Exercise requirements »
Stop at the line that contains "# mark a point on each instance of the building window". Until then, set down each line of the records exactly, beginning with the first, and skip pictures.

##############################

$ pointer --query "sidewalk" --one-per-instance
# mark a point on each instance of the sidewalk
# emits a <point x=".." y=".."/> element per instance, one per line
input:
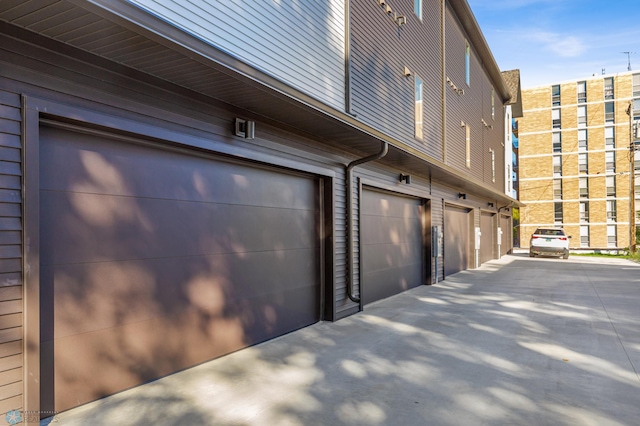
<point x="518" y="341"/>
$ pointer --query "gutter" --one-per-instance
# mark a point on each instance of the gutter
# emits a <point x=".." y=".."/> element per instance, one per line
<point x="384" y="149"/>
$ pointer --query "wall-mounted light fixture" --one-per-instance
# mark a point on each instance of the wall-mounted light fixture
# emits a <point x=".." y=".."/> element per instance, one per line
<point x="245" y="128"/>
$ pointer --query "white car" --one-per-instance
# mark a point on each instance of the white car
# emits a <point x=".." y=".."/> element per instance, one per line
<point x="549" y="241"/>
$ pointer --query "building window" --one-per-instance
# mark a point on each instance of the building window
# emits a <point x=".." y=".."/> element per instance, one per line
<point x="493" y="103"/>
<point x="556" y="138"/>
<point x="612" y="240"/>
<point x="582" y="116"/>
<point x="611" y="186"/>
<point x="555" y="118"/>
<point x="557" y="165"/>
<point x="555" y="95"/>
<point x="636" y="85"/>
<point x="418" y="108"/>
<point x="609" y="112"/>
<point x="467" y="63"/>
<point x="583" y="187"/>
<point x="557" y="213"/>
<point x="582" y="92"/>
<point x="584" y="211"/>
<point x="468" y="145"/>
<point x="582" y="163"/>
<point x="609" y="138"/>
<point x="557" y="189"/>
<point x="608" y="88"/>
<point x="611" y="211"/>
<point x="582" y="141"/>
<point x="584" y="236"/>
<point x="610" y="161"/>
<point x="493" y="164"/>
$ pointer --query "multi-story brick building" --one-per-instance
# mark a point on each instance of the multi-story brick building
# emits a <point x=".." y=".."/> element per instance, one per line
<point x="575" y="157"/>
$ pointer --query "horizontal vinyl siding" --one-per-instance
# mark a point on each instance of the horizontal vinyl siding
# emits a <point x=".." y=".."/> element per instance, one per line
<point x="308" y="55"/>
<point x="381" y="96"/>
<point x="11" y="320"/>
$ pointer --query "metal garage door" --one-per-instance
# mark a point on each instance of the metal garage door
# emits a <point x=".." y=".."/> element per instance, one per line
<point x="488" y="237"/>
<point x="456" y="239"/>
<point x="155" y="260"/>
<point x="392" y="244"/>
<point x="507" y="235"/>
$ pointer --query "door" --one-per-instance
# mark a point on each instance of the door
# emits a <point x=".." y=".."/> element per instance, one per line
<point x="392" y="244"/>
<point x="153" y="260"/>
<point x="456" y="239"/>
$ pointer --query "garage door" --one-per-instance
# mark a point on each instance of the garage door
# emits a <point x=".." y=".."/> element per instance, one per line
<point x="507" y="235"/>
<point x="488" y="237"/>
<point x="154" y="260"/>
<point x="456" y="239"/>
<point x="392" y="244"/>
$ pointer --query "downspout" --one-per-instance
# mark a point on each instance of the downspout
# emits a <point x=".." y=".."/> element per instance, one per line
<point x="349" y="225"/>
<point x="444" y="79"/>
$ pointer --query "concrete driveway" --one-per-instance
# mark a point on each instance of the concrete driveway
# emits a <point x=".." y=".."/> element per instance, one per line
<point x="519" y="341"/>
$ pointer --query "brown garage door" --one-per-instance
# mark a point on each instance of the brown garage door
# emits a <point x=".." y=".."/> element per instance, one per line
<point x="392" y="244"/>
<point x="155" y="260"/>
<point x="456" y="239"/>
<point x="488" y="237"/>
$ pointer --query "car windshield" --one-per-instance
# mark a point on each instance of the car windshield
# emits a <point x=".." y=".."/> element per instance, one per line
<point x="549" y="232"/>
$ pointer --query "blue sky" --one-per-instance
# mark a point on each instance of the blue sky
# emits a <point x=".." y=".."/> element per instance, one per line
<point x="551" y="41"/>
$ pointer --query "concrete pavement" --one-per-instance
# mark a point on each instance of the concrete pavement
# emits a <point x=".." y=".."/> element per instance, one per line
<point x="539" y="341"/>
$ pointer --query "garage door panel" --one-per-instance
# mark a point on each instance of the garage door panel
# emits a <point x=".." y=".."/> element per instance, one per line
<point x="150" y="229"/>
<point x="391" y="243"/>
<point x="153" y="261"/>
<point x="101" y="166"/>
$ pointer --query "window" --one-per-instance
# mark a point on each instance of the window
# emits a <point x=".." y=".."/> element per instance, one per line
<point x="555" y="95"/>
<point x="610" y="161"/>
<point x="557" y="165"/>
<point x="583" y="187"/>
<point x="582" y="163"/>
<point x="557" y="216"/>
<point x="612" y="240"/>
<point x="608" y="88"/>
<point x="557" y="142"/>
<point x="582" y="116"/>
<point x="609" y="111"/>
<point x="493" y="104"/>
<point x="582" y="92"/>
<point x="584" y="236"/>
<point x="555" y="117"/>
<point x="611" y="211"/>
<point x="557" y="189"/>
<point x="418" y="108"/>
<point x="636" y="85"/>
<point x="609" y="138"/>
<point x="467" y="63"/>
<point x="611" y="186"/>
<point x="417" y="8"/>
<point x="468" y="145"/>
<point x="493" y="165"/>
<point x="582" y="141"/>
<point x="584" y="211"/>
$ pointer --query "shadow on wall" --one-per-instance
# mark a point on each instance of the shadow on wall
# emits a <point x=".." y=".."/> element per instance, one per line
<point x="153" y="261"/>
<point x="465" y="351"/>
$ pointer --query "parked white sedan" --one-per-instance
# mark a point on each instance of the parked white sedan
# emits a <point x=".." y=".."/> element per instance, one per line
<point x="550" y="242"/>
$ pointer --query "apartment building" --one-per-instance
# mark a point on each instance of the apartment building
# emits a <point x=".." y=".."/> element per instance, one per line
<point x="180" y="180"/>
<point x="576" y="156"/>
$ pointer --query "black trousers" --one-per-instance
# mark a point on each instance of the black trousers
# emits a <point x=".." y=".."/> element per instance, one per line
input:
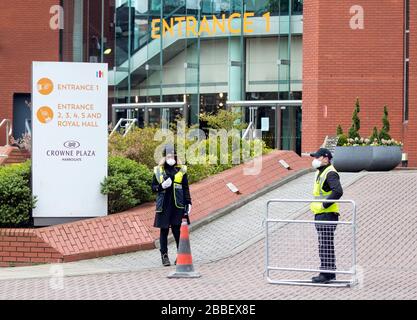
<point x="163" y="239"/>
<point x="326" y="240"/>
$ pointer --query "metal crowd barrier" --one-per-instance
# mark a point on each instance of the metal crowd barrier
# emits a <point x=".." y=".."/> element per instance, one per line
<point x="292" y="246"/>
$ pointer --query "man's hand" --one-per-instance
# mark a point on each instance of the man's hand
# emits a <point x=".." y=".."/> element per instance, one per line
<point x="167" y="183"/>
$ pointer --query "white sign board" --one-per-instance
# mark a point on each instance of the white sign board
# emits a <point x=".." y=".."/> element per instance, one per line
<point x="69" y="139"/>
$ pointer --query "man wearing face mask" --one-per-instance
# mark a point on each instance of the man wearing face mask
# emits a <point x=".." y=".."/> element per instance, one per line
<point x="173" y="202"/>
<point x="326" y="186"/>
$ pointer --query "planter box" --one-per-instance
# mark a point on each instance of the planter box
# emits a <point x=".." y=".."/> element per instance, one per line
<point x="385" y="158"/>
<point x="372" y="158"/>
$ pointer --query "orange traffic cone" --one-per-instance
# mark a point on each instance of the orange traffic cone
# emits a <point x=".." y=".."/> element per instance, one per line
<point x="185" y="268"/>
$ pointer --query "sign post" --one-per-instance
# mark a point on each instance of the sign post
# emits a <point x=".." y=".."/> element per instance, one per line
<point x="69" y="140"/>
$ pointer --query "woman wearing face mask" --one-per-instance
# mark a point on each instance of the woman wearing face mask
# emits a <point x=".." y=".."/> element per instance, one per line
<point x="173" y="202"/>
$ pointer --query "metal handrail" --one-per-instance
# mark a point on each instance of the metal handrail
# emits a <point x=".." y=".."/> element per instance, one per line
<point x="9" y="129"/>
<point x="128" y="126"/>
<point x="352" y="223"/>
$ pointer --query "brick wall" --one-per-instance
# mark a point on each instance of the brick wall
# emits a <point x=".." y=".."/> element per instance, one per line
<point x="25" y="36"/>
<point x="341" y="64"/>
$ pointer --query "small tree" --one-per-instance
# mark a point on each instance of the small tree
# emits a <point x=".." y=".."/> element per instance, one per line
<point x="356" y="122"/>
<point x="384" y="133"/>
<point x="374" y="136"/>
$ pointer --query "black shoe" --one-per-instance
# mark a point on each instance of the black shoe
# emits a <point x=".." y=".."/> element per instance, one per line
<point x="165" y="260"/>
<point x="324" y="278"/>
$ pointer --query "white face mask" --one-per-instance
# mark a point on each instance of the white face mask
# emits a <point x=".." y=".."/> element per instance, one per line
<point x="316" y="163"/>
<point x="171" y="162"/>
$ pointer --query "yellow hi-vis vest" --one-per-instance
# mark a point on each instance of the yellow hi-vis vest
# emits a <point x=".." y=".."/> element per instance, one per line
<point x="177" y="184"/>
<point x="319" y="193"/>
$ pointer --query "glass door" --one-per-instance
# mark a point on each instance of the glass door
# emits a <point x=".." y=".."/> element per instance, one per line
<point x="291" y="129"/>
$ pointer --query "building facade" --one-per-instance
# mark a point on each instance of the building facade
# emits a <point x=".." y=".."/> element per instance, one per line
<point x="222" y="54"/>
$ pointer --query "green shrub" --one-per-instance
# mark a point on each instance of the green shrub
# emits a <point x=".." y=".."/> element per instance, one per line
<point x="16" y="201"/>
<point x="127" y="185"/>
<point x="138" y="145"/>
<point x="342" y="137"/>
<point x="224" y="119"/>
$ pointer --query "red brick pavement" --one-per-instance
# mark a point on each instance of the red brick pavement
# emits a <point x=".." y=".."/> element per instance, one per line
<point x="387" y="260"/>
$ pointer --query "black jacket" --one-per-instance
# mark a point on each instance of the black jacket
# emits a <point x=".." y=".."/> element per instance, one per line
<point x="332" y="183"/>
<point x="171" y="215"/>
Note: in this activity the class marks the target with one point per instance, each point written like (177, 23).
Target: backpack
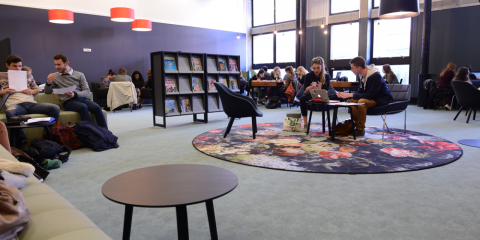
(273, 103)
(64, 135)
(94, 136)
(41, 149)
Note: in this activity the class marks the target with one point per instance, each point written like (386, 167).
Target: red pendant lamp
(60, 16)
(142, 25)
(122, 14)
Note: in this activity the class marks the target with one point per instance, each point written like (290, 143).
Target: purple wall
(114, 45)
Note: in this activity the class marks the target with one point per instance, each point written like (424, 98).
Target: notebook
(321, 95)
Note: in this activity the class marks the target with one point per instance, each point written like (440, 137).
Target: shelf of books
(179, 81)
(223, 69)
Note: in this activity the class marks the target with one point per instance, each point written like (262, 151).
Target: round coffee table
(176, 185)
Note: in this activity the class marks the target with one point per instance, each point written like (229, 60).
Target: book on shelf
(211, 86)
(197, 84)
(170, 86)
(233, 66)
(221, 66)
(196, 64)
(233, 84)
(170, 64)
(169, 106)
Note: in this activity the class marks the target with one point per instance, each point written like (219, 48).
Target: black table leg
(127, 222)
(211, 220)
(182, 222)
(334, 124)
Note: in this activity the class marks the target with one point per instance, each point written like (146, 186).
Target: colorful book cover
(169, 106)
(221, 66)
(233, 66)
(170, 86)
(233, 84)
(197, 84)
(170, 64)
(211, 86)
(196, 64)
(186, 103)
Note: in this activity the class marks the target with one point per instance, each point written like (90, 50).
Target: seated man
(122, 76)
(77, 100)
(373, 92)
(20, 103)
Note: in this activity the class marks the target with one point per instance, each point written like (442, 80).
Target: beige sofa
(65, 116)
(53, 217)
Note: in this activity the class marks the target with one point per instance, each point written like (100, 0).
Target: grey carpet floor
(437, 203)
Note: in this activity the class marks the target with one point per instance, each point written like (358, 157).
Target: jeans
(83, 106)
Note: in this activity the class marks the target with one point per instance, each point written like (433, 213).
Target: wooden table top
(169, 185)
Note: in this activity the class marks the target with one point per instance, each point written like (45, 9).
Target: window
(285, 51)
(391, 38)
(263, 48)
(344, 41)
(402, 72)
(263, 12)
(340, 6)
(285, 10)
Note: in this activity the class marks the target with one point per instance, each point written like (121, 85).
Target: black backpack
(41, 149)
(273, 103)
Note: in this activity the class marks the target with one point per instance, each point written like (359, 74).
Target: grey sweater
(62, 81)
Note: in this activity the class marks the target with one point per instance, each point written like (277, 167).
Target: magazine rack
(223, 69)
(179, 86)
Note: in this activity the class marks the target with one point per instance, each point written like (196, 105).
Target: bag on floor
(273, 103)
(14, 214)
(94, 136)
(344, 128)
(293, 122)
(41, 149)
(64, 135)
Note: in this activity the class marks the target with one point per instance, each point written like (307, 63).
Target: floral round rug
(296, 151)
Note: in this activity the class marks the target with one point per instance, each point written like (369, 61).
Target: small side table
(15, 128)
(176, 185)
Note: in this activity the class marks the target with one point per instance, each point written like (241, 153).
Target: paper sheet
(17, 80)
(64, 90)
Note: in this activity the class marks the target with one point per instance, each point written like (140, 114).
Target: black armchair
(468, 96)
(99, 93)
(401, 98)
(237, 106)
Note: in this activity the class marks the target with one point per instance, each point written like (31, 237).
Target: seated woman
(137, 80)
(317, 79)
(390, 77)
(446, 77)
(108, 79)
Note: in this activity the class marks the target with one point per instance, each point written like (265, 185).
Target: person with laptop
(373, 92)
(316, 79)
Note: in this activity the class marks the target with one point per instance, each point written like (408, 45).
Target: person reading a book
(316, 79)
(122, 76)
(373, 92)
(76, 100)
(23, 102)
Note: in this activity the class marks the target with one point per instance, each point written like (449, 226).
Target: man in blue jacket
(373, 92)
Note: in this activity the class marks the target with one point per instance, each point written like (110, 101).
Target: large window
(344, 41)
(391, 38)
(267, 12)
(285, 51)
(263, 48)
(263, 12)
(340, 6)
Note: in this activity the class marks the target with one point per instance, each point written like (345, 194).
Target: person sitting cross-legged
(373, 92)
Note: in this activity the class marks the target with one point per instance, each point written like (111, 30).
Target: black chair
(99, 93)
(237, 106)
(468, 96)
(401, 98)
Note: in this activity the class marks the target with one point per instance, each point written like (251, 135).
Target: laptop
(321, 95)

##############################

Task result »
$ pointer --query "sidewalk" --one-per-instance
# mark a point on each instance of the sidewalk
# emits a <point x=".." y=".."/> element per instance, one per line
input:
<point x="518" y="341"/>
$ pointer --query "gutter" --one-per-instance
# mark a point on each instance of the gutter
# emits a <point x=".." y=".."/> element per instance, one per line
<point x="384" y="149"/>
$ pointer --query "wall-mounted light fixture" --one-per-instance
# mark a point on each instance of the wall-mounted light fixture
# emits a <point x=".." y=".."/> element per instance, one per line
<point x="245" y="128"/>
$ pointer --query "white car" --one-per-instance
# mark a point on each instance of the white car
# emits a <point x=".." y=".."/> element per instance, one per line
<point x="549" y="241"/>
$ pointer --query "building window" --one-per-instance
# mark a point on each instance of the building window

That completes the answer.